▶ _Data extract_:
--

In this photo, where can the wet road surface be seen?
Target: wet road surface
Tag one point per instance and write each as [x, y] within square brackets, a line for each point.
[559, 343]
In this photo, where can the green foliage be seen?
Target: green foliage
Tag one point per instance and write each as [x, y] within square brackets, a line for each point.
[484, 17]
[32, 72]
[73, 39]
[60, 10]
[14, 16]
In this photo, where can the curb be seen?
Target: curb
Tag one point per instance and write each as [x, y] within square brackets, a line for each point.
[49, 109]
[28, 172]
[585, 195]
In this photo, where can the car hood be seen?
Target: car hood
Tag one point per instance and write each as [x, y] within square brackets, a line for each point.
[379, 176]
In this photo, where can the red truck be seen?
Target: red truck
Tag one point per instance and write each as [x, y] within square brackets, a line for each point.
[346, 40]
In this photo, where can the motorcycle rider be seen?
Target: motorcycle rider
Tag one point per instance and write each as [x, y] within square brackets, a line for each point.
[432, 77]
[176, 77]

--

▶ _What needs to be done_: Please write out the entries exactly, keeping every line intact.

▶ _Answer box_:
In this photo, where can the wet road surface be seen?
Target: wet road surface
Tag one point per instance and write each as [x, y] within square brackets, a line for each point.
[559, 343]
In this photo, where can the green foliage be seen?
Target: green foliage
Tag one point per instance and write each as [x, y] within square brackets, a line for each point.
[484, 17]
[32, 72]
[73, 39]
[60, 10]
[14, 16]
In this photo, where can the curb be seen?
Target: curb
Tag one point per instance and write each as [x, y] within square brackets, a line for each point.
[49, 109]
[28, 172]
[585, 195]
In this photo, where can the car hood be seen?
Target: car hood
Tag one point per instance and write each as [x, y] within square brackets, a line for each point.
[379, 176]
In this photo, where can the red truck be seen?
Target: red truck
Tag one point per instance and write each as [x, y] within square brackets, a line for each point.
[346, 40]
In this photo, where can the motorcycle rider be seen?
Target: motorcycle rider
Tag one point per instance and write each as [x, y] within square brackets, a line for each point.
[432, 77]
[176, 77]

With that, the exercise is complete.